# Text extract:
** Begin **

Q67. What is a natural join?

Automatically joins on all columns with the same name in both tables. Avoid it — it's implicit and fragile to schema changes.

Q68. How do you find rows in table A with no match in table B?

Anti-join via LEFT JOIN + IS NULL:

SELECT c.* FROM customers c
LEFT JOIN orders o ON o.customer_id = c.id
WHERE o.id IS NULL;

Q69. Why might a JOIN return more rows than expected?

A one-to-many or many-to-many relationship multiplies rows. Duplicate keys on the joined side fan out the result. Use DISTINCT or aggregate appropriately.

Q70. What is the difference between explicit and implicit join syntax?

Explicit uses JOIN ... ON. Implicit lists tables in FROM with conditions in WHERE (FROM a, b WHERE a.id = b.a_id). Prefer explicit — it's clearer and avoids accidental cross joins.

Q71. How do you join on multiple columns?

** End **

# Supplied material:
** Begin **

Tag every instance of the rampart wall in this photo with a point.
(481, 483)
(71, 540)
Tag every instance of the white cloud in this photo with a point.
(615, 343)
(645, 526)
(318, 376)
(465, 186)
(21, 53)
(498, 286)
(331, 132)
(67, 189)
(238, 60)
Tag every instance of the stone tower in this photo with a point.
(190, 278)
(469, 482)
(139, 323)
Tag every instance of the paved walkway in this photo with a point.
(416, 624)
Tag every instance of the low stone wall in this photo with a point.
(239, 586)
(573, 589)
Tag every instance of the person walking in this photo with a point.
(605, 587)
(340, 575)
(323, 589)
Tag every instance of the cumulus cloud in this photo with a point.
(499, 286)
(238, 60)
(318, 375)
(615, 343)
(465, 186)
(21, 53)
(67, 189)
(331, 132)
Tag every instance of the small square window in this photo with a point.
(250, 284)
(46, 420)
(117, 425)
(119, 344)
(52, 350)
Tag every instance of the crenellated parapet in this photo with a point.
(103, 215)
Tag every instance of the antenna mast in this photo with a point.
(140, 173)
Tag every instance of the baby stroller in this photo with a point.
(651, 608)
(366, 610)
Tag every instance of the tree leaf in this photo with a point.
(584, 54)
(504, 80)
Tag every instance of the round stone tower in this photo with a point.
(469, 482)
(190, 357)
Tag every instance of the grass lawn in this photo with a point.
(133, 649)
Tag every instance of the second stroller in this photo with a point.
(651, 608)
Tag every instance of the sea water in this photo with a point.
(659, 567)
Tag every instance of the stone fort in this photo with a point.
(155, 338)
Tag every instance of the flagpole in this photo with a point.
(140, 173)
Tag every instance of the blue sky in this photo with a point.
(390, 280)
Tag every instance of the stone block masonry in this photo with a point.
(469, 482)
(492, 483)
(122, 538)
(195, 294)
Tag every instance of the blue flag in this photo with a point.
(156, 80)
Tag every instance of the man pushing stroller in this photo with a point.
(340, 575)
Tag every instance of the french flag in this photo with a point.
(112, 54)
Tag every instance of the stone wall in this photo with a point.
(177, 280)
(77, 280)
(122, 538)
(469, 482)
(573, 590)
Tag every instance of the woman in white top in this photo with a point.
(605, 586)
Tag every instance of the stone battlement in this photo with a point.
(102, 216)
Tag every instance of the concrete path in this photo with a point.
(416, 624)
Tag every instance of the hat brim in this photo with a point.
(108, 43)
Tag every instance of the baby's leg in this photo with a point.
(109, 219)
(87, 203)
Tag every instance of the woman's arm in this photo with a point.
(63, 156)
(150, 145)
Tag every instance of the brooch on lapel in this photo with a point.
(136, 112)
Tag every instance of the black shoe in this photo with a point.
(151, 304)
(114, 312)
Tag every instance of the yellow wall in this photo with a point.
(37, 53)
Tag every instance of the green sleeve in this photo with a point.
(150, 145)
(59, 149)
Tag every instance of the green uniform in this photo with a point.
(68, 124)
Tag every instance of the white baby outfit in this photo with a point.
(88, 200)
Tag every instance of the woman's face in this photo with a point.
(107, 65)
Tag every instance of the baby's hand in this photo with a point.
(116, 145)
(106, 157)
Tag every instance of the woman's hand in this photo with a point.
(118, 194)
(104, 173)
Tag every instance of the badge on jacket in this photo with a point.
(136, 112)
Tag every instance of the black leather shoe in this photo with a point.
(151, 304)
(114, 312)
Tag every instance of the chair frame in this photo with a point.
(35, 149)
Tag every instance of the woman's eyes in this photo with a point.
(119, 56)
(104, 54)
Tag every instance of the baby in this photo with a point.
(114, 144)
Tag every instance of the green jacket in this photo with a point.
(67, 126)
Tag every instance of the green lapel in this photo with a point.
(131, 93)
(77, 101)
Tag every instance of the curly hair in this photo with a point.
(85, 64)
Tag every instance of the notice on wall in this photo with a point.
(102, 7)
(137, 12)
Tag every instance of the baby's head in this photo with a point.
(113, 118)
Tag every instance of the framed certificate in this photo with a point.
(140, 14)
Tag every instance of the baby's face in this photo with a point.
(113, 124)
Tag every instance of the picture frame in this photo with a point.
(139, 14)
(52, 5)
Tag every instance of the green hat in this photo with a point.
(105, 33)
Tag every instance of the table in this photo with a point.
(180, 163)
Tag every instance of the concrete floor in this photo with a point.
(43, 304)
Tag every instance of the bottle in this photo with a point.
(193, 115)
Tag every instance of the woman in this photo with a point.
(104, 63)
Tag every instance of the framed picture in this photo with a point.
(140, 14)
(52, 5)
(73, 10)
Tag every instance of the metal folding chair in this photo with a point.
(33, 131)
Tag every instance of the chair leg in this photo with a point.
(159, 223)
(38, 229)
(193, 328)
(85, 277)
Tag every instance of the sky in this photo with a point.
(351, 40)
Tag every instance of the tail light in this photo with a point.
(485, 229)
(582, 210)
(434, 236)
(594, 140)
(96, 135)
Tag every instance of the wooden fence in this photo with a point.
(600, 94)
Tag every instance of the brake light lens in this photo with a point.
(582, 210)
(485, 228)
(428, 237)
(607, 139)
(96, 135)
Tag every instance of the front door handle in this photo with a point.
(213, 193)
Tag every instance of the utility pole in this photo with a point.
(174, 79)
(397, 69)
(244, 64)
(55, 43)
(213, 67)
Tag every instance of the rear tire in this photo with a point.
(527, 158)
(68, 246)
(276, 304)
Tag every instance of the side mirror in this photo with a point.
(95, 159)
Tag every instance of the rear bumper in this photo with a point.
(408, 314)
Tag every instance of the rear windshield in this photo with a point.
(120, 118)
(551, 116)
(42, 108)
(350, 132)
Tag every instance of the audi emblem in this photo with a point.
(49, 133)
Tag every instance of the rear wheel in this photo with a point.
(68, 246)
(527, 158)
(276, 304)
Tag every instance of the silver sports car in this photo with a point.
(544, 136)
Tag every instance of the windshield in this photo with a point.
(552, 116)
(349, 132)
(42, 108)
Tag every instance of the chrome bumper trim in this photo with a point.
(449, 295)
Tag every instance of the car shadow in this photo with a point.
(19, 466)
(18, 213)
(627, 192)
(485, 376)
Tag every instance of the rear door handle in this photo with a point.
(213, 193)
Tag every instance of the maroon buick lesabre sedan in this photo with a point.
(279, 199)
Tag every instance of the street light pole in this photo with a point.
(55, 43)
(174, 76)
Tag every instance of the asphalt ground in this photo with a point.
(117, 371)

** End **

# To-do list:
a) Return the passage of the SQL join notes from "Automatically joins on" up to and including "in table B?".
b) Carry the SQL join notes forward from the point where they stop.
The lines above have no connection to the SQL join notes.

# Per-task answers:
a)
Automatically joins on all columns with the same name in both tables. Avoid it — it's implicit and fragile to schema changes.

Q68. How do you find rows in table A with no match in table B?

b)
JOIN ON a.region = b.region AND a.year = b.year

Q72. Can you join a table to a subquery?

Yes — a derived table:

SELECT e.name, t.total
FROM employees e
JOIN (SELECT employee_id, SUM(amount) total FROM sales GROUP BY employee_id) t
  ON t.employee_id = e.id;

Q73. What is a lateral join?

A LATERAL (PostgreSQL) / CROSS APPLY / OUTER APPLY (SQL Server) lets a subquery reference columns from preceding tables in the FROM clause — useful for top-N-per-group.

Q74. How do you get the top N rows per group using a join?

Use LATERAL=/=APPLY or a window function (see Q132). Example with LATERAL:

SELECT d.name, top.name, top.salary
FROM departments d
CROSS JOIN LATERAL (
  SELECT name, salary FROM employees e
  WHERE e.department_id = d.id ORDER BY salary DESC LIMIT 3
) top;

Q75. What performance considerations apply to joins?

Ensure join columns are indexed, join on the smallest necessary result set, prefer inner joins when semantics allow, and watch for unintended row multiplication. The optimizer chooses join algorithms (nested loop, hash, merge) based on statistics.

Aggregation & Grouping

Q76. What are aggregate functions?

Functions that compute a single value over a set of rows: COUNT, SUM, AVG, MIN, MAX.

Q77. How does GROUP BY work?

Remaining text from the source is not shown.